** Opening The data block **

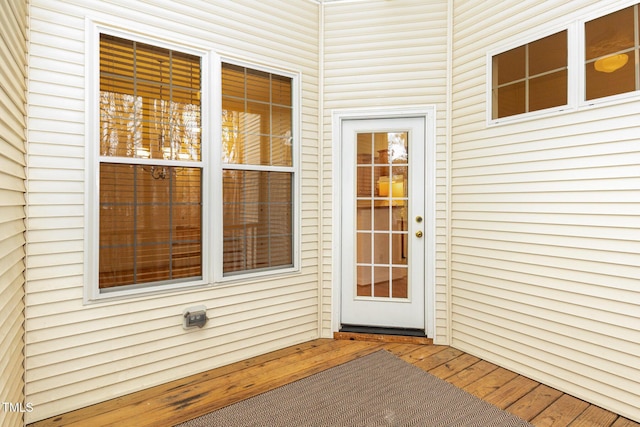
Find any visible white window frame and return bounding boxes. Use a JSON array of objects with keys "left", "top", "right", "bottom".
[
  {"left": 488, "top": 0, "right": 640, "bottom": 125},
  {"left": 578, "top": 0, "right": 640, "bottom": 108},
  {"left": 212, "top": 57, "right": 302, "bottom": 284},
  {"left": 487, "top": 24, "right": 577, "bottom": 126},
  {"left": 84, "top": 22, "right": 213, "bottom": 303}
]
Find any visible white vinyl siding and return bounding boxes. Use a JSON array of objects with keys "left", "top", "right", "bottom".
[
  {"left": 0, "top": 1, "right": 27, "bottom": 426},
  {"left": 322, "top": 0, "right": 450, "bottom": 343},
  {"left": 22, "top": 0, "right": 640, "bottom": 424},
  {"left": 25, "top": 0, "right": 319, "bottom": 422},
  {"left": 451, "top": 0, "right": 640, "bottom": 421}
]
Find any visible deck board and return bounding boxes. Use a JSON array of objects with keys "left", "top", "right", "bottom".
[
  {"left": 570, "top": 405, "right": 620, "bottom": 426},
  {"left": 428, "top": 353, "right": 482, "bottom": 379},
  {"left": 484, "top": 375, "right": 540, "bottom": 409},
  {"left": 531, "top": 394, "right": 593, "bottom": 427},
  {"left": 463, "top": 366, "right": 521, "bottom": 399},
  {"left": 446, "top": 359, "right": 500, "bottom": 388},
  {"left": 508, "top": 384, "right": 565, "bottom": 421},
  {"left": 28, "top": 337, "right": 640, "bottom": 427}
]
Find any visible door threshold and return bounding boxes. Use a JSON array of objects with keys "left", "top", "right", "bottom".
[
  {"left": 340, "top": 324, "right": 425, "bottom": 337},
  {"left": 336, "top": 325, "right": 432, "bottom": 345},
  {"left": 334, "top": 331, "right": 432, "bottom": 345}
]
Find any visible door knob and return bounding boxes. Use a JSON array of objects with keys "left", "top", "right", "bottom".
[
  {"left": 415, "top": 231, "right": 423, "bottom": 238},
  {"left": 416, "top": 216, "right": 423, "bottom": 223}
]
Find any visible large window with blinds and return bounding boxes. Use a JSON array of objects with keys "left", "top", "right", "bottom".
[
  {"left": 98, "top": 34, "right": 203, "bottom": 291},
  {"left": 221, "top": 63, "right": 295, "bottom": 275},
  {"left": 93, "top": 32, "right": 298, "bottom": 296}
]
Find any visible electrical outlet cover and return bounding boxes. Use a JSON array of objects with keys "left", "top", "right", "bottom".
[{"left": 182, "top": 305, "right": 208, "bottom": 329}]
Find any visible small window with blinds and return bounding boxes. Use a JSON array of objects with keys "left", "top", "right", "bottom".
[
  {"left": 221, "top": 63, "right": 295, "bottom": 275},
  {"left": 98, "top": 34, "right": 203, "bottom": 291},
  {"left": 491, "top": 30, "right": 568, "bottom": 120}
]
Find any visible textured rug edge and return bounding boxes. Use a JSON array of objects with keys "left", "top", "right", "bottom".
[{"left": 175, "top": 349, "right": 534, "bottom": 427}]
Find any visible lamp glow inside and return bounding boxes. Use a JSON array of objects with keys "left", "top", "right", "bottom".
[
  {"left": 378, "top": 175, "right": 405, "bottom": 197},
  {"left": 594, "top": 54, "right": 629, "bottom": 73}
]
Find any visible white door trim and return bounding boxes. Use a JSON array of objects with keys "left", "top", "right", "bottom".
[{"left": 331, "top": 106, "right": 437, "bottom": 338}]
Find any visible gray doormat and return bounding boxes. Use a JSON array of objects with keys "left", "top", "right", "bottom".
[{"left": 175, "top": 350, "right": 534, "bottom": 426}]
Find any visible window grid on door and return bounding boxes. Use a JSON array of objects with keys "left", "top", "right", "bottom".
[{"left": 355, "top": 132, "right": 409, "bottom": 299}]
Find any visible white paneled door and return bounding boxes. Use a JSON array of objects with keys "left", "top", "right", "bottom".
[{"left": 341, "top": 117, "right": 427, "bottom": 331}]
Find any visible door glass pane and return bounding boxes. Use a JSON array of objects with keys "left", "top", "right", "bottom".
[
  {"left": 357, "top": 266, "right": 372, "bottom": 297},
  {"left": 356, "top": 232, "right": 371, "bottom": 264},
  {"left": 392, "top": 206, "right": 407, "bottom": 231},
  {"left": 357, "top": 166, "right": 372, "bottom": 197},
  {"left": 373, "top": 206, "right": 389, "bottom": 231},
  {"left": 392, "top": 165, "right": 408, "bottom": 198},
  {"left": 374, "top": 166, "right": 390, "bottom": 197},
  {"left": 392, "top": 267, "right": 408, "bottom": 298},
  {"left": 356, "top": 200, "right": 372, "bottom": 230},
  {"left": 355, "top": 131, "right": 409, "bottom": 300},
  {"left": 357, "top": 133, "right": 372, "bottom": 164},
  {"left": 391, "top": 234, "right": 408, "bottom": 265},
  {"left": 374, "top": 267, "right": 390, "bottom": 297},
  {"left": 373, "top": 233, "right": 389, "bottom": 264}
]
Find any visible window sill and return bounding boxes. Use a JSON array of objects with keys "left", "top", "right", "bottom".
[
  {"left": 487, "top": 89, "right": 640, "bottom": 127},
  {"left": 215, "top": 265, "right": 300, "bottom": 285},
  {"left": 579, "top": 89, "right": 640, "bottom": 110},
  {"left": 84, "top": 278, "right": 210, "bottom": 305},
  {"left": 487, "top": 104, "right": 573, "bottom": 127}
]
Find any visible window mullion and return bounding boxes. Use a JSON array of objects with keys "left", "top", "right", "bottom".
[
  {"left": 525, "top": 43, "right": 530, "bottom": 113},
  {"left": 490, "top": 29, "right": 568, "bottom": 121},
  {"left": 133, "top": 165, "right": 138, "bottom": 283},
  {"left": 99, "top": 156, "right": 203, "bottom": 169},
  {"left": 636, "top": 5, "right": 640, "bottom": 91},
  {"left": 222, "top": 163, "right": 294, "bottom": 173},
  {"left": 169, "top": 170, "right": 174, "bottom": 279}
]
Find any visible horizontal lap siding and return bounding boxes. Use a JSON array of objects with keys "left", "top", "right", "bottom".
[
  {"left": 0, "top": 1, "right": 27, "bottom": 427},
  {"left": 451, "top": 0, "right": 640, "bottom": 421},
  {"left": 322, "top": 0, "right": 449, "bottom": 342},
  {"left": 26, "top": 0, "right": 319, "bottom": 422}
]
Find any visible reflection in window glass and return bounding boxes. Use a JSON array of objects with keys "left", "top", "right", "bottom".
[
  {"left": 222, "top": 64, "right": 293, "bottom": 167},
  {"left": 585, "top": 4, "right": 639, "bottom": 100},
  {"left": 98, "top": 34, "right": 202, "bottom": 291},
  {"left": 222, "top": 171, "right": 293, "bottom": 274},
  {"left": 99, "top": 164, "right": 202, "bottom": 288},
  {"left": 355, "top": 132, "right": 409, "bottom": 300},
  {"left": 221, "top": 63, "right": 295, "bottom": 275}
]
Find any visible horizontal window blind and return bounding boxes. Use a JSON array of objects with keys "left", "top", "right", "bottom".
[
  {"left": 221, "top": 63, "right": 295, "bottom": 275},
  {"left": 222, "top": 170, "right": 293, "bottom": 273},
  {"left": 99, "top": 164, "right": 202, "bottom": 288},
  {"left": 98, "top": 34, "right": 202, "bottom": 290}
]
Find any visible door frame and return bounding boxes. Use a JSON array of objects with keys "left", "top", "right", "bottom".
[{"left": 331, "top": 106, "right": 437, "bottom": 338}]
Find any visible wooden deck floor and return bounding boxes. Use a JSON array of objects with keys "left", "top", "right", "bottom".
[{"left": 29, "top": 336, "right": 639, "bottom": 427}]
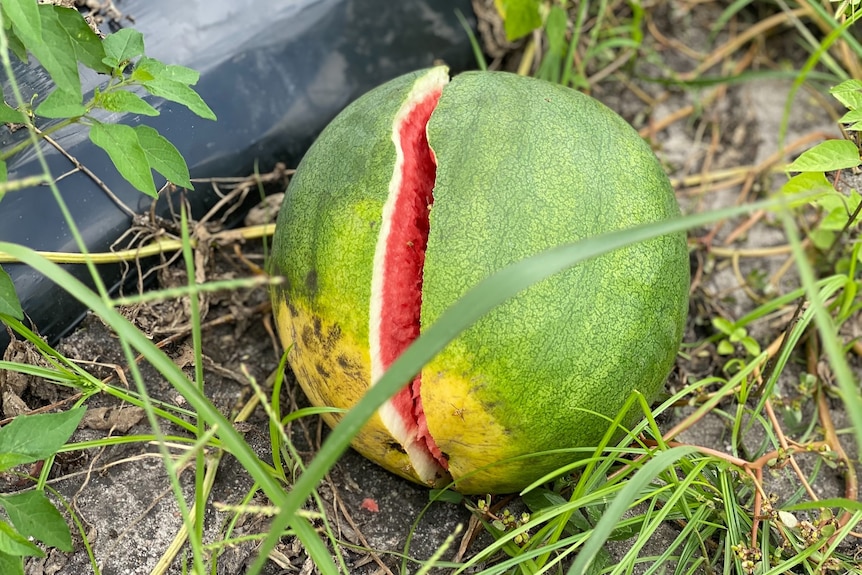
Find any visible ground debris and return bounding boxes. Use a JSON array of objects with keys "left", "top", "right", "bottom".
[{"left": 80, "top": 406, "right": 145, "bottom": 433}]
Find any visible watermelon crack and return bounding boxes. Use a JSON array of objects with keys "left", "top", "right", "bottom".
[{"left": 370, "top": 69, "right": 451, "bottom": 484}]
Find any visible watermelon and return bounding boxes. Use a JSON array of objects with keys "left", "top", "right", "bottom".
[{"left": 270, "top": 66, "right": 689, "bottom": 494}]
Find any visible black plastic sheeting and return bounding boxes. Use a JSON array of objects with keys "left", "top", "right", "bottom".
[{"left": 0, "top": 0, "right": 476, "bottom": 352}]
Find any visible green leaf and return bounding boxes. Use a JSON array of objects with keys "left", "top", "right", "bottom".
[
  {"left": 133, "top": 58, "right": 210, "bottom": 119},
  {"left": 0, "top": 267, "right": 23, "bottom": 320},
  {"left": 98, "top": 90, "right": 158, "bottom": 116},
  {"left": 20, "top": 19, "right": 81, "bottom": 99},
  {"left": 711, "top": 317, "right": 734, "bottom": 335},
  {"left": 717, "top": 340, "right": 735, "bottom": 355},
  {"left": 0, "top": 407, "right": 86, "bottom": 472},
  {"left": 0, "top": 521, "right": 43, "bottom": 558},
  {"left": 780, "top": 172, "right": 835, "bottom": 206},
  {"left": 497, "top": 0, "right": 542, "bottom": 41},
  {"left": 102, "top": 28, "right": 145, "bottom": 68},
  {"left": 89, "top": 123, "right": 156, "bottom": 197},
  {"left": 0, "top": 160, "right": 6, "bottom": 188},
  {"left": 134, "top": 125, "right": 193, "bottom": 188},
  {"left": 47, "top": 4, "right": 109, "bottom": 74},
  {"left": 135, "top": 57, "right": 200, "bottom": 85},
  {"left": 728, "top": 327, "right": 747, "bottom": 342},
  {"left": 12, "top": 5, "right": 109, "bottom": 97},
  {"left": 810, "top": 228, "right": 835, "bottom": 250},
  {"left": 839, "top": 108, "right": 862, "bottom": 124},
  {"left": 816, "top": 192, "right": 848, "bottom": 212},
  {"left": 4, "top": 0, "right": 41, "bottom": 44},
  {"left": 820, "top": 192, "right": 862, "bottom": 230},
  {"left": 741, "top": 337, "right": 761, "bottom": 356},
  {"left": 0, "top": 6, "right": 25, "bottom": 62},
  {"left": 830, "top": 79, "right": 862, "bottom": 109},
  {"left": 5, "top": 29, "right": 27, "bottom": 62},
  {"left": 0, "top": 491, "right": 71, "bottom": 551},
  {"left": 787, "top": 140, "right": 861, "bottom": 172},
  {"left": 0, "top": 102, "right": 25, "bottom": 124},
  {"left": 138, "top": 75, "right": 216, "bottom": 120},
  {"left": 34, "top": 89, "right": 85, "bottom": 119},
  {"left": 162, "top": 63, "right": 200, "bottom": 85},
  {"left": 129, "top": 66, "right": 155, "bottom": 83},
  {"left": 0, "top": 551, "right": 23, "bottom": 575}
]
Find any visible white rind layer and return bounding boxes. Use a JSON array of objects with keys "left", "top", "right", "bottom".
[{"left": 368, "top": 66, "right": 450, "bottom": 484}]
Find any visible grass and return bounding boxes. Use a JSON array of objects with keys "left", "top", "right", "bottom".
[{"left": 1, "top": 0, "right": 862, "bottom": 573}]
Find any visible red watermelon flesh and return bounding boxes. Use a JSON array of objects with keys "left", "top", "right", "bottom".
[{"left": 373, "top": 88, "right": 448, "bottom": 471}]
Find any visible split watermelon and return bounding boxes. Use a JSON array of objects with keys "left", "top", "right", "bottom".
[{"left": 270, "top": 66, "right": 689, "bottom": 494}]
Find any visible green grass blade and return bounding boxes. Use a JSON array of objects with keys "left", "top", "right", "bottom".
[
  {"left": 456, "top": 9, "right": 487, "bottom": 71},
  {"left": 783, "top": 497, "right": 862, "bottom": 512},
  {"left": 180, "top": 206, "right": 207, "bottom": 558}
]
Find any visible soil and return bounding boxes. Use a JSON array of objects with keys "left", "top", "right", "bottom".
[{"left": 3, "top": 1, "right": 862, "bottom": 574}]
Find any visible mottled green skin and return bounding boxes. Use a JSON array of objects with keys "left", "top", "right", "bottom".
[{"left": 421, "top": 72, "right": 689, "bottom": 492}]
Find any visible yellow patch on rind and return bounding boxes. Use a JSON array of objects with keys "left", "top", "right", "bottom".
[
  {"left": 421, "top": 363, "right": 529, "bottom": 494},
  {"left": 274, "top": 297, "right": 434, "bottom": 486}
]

** Closing The data block **

Your assignment: Begin at the line containing "Find any visible white rind" and reproduce every line through the last one in the records above, exactly.

Task response:
Find any visible white rind layer and return bounding boxes. Use a JSON array of objects with keys "left", "top", "right", "bottom".
[{"left": 368, "top": 66, "right": 450, "bottom": 484}]
Find any visible grass and return bounding boxes. Use a JSON array of objects with keys "left", "top", "right", "bottom".
[{"left": 1, "top": 0, "right": 862, "bottom": 573}]
Find any visible red watermelon flesh and return bounding boxes. Use a JSON array of objects with keys "left", "top", "right", "bottom".
[{"left": 373, "top": 88, "right": 448, "bottom": 471}]
Find any visible split watermelon and return bounding boxes. Use a JSON array of objects with keys "left", "top", "right", "bottom".
[{"left": 270, "top": 66, "right": 689, "bottom": 494}]
Find any visible green grass blade and return bounding boxes. Use a JSON array of objects with keys "left", "top", "right", "bottom".
[
  {"left": 456, "top": 9, "right": 487, "bottom": 71},
  {"left": 783, "top": 497, "right": 862, "bottom": 512},
  {"left": 180, "top": 206, "right": 207, "bottom": 558}
]
Find any visible soil and return bounding boxes. Use a JSON array of objects with keys "left", "top", "right", "bottom".
[{"left": 3, "top": 1, "right": 862, "bottom": 574}]
Find any visible mottled green skin and return bounding boxes. Use a JSON array of objects with keys "left", "top", "right", "bottom".
[{"left": 421, "top": 72, "right": 689, "bottom": 492}]
Find any visible yellow patch on rind and return bounding boxes. Use a JSON array of objects with keys "left", "top", "right", "bottom".
[
  {"left": 421, "top": 363, "right": 529, "bottom": 494},
  {"left": 274, "top": 297, "right": 434, "bottom": 486}
]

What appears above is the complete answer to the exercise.